> What is required
Copies of all lines containing the string "mark" are needed from the data below.

:: Data ::

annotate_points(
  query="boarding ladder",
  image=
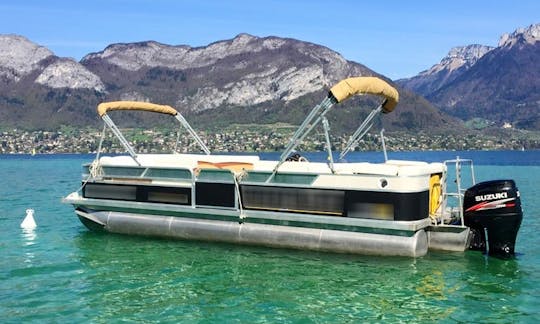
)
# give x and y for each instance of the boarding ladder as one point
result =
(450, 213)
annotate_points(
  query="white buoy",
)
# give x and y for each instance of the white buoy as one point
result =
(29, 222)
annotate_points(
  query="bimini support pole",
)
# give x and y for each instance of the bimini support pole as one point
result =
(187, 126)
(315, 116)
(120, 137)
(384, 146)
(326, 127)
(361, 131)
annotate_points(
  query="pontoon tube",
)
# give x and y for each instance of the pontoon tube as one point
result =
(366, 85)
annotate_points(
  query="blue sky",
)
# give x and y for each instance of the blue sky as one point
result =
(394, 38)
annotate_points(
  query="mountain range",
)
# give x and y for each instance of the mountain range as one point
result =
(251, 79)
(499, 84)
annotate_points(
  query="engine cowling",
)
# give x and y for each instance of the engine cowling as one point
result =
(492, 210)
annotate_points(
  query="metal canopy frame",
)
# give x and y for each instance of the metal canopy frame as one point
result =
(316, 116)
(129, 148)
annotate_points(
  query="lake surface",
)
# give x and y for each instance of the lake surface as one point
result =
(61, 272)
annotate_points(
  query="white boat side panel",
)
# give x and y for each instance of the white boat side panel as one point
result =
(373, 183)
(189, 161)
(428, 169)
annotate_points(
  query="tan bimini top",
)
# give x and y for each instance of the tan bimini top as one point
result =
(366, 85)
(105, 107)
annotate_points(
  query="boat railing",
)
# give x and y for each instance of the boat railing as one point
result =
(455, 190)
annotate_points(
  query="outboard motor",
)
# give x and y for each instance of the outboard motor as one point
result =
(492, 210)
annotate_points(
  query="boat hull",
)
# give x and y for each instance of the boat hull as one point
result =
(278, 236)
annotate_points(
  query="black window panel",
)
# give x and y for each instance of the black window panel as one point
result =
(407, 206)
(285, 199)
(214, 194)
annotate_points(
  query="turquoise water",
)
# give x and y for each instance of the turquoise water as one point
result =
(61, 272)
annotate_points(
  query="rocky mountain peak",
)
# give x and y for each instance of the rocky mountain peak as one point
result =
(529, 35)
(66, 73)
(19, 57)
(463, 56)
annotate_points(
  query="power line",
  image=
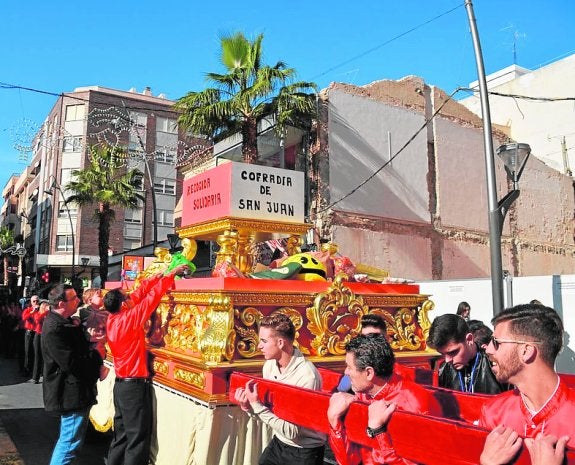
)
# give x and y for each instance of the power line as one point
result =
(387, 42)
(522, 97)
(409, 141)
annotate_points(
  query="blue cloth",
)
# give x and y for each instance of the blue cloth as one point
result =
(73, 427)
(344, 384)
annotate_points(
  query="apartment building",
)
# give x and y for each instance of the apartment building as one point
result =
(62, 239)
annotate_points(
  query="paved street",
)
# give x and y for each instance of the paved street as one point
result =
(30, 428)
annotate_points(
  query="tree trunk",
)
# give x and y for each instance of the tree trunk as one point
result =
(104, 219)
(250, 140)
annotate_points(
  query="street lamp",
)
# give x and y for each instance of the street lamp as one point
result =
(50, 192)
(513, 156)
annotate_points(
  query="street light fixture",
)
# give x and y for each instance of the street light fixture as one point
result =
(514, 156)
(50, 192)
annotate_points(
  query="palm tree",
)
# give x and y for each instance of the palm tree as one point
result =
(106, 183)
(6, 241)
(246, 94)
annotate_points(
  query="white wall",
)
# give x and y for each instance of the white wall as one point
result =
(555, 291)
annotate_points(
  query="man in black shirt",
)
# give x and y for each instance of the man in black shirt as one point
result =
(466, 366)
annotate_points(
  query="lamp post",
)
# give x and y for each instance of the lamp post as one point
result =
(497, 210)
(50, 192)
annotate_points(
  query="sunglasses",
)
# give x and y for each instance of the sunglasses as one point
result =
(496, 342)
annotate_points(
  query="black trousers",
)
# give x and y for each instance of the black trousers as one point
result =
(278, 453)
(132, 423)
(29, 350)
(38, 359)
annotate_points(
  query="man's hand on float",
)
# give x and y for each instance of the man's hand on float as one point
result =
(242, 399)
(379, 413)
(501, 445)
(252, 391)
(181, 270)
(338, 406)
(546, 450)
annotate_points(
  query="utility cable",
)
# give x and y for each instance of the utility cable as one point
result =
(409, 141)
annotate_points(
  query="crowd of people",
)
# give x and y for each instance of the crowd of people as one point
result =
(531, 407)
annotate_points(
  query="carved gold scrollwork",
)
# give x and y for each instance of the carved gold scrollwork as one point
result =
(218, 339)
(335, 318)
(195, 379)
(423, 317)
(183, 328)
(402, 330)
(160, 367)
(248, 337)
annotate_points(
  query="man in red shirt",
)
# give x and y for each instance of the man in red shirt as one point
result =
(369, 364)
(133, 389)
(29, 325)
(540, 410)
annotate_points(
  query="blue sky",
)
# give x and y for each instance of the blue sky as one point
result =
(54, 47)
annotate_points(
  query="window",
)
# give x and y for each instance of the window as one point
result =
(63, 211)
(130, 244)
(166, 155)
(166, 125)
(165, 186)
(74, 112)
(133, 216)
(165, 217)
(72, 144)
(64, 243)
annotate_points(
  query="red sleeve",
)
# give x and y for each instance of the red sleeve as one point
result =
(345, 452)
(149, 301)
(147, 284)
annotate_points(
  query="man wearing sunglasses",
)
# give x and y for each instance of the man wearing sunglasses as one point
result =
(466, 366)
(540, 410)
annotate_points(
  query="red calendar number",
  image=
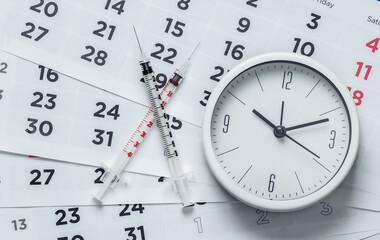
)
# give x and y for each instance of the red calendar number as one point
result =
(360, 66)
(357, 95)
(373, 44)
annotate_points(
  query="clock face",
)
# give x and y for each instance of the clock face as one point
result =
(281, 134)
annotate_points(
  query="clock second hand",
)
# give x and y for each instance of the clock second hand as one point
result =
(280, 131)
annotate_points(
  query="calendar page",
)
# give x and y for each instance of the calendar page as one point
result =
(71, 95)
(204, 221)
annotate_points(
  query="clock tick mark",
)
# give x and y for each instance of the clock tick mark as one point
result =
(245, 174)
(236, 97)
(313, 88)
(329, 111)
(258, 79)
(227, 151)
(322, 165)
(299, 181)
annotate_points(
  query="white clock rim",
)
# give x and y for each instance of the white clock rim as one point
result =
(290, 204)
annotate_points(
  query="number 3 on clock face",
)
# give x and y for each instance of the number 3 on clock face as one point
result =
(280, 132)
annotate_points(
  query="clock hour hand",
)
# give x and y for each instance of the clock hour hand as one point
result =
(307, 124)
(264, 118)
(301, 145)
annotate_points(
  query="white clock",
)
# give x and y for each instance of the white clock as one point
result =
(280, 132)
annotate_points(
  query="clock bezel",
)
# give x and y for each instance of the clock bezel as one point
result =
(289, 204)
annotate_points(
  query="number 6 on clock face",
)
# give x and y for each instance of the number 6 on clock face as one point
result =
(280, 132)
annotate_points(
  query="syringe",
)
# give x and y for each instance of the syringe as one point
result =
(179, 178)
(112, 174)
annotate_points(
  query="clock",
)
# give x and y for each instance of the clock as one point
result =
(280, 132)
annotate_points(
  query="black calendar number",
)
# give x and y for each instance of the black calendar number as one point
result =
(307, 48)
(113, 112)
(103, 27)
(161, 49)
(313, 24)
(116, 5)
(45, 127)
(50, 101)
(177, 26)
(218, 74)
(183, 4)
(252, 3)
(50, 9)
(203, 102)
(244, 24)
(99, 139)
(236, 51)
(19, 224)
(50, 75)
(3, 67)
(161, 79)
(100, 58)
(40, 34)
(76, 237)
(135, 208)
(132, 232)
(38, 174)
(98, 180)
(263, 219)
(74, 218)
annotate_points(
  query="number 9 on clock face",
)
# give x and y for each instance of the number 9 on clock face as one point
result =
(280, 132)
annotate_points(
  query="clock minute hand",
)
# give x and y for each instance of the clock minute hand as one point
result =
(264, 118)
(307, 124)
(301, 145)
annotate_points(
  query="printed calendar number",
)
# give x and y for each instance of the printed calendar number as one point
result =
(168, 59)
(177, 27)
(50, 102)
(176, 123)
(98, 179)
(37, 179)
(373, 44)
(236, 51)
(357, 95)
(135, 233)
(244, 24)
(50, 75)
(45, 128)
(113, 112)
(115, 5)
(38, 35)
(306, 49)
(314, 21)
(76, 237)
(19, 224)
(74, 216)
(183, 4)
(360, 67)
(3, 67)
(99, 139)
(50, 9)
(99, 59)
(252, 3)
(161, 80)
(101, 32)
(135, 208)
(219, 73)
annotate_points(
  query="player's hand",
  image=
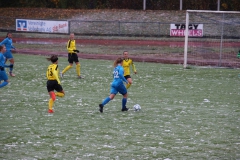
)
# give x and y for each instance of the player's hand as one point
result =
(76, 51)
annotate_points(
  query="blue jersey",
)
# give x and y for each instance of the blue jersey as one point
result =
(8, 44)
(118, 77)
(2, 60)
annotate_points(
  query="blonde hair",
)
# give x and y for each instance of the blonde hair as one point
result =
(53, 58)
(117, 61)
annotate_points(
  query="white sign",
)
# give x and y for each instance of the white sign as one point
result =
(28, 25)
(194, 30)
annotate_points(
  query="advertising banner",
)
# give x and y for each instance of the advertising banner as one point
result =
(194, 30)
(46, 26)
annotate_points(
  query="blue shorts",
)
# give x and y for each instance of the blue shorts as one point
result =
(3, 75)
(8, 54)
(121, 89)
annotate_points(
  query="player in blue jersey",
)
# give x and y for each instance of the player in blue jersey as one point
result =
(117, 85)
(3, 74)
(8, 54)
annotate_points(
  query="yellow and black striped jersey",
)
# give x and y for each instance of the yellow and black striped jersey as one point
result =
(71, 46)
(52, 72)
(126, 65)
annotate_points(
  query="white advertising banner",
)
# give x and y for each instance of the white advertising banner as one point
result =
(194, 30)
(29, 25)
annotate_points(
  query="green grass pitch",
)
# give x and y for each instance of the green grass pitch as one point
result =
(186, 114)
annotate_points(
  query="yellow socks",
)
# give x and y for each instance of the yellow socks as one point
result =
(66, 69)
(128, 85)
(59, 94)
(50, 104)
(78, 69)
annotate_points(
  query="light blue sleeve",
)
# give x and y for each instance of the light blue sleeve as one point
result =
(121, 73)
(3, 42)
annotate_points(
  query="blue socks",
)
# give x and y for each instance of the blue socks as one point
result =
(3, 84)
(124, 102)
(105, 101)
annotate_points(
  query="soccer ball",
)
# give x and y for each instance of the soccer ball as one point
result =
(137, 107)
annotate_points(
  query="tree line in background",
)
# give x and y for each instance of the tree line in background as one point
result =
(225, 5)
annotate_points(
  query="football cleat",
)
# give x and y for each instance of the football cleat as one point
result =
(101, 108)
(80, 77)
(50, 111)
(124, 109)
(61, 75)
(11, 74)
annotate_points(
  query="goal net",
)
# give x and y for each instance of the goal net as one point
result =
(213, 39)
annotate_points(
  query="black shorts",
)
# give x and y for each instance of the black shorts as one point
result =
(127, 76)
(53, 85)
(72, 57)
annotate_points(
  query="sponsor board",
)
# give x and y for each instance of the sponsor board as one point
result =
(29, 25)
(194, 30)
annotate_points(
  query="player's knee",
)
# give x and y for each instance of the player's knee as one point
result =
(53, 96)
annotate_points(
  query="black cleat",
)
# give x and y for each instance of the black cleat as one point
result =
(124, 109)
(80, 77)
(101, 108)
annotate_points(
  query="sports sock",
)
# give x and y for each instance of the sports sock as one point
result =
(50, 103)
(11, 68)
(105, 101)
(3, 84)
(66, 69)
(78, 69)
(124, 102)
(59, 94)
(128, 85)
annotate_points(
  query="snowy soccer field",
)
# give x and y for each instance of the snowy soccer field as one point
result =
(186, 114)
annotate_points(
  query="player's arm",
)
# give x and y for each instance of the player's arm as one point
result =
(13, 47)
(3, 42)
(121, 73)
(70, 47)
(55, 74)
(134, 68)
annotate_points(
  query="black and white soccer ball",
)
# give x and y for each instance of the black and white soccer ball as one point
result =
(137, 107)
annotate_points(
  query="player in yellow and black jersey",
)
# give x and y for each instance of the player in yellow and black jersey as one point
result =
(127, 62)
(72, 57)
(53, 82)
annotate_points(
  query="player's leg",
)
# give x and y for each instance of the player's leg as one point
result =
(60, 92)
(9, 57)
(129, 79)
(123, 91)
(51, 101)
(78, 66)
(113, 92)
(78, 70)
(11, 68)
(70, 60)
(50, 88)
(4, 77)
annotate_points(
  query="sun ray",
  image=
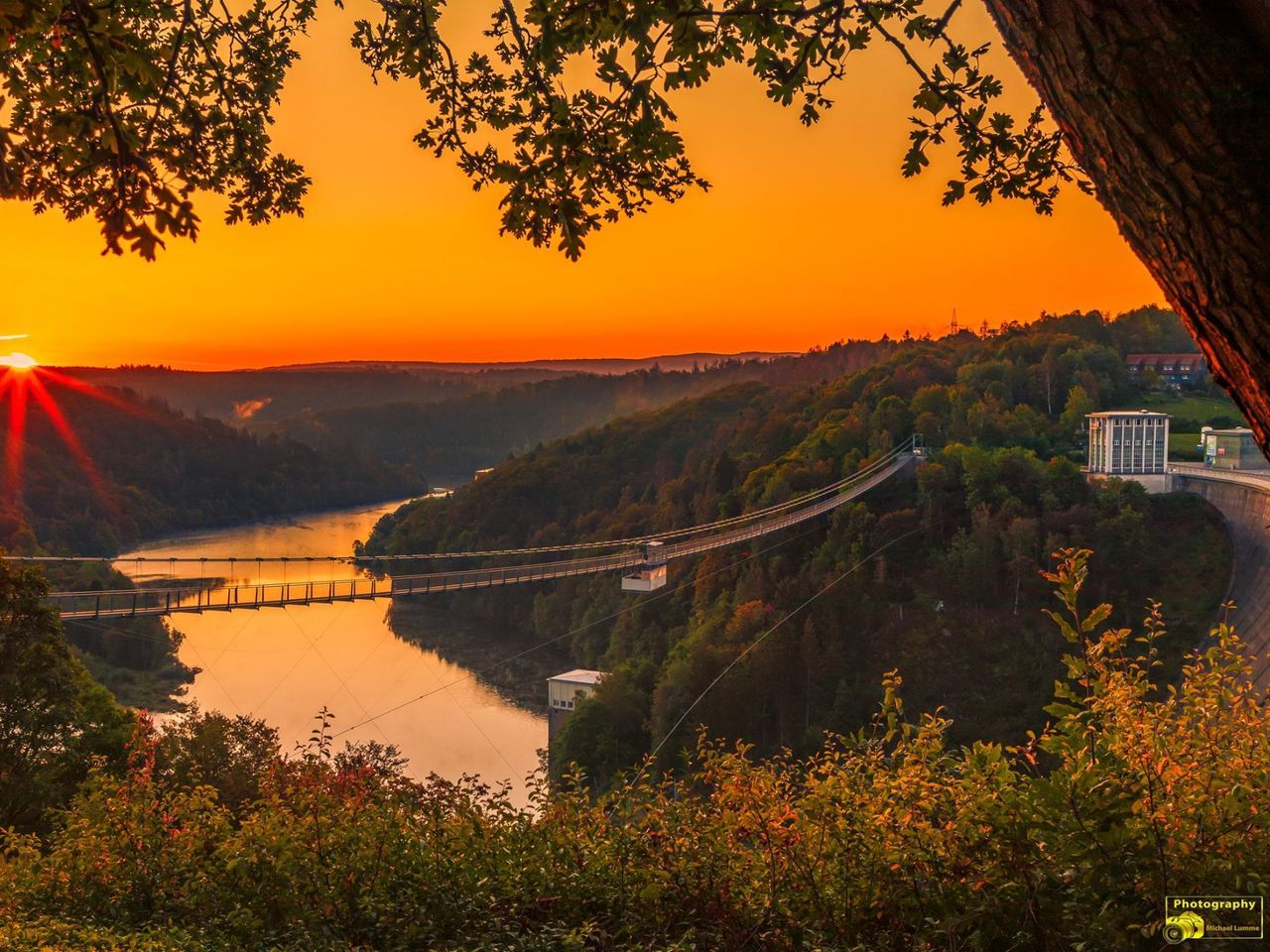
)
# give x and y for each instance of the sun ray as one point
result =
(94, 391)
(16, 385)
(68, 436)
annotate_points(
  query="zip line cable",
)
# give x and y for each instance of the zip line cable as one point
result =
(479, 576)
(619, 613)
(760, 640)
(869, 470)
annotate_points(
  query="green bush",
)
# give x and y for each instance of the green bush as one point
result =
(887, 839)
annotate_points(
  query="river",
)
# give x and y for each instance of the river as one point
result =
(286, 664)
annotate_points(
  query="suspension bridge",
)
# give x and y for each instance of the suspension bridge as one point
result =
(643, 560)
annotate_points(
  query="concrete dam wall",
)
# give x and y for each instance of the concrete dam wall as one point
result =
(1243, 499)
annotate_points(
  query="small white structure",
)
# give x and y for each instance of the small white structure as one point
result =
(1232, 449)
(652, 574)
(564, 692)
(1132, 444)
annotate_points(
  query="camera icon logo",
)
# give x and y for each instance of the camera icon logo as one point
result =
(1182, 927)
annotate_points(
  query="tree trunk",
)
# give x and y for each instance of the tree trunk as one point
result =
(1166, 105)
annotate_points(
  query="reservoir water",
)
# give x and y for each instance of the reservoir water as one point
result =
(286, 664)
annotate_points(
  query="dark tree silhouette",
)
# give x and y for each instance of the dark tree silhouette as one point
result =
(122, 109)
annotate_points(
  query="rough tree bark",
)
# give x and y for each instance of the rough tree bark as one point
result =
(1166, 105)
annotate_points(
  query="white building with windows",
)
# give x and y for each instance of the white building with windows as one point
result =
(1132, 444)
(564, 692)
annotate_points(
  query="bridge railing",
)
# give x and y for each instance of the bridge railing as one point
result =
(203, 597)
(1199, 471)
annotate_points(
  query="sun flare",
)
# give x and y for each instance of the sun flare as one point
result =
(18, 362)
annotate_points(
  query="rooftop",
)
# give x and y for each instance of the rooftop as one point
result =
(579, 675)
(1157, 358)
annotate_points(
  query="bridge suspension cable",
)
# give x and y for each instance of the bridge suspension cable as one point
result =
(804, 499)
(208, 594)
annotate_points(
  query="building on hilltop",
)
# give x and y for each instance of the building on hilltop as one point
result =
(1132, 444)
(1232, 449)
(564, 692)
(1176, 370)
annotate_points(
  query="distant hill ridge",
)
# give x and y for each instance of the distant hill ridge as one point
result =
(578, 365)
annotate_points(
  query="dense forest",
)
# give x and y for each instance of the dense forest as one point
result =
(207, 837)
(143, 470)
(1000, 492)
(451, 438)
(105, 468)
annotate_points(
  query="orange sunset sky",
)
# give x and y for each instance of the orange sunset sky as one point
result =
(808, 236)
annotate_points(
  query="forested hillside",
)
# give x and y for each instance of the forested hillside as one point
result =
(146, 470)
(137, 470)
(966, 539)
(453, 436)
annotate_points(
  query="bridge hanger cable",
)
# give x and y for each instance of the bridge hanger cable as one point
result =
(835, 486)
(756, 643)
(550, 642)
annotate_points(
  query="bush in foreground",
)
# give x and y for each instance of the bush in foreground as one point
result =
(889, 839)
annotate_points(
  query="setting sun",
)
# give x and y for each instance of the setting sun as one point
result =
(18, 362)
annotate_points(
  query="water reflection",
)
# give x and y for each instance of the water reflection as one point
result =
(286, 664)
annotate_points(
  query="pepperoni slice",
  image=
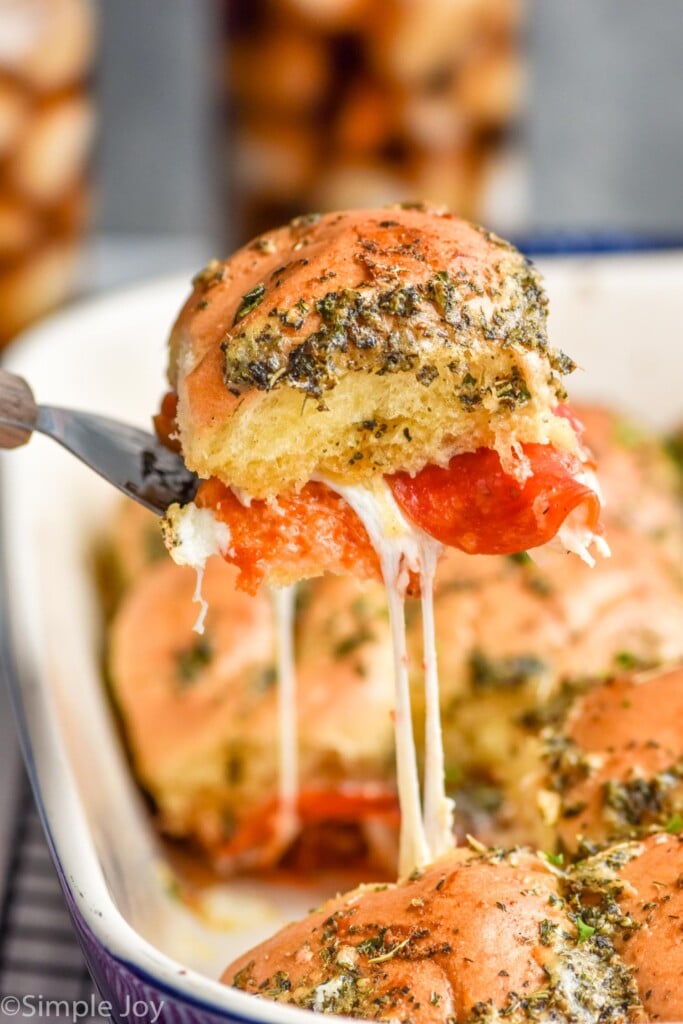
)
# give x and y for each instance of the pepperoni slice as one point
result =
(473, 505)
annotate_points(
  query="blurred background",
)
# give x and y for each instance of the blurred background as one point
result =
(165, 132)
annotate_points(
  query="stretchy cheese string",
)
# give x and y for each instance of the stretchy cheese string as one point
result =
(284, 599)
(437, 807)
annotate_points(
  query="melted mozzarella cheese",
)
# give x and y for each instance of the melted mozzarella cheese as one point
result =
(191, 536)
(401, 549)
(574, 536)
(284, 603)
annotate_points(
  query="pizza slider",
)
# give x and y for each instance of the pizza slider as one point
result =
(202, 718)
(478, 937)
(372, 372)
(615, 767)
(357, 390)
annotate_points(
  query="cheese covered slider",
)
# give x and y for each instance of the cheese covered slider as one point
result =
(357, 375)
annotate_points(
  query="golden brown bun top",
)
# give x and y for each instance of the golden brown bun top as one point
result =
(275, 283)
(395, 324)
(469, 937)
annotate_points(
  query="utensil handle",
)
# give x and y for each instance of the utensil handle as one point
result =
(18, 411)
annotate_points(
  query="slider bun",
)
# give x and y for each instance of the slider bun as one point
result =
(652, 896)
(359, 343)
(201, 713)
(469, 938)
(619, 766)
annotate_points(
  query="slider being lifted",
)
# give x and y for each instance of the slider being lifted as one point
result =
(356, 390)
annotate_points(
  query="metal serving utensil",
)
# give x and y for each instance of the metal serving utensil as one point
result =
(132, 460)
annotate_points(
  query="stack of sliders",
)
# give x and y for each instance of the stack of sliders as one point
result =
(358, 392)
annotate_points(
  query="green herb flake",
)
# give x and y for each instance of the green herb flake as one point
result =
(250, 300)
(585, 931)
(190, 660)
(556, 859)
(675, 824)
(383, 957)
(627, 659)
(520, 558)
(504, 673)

:::

> Exercise solution
  query="clock tick mark",
# give x and y for each instance of the clock tick mark as one point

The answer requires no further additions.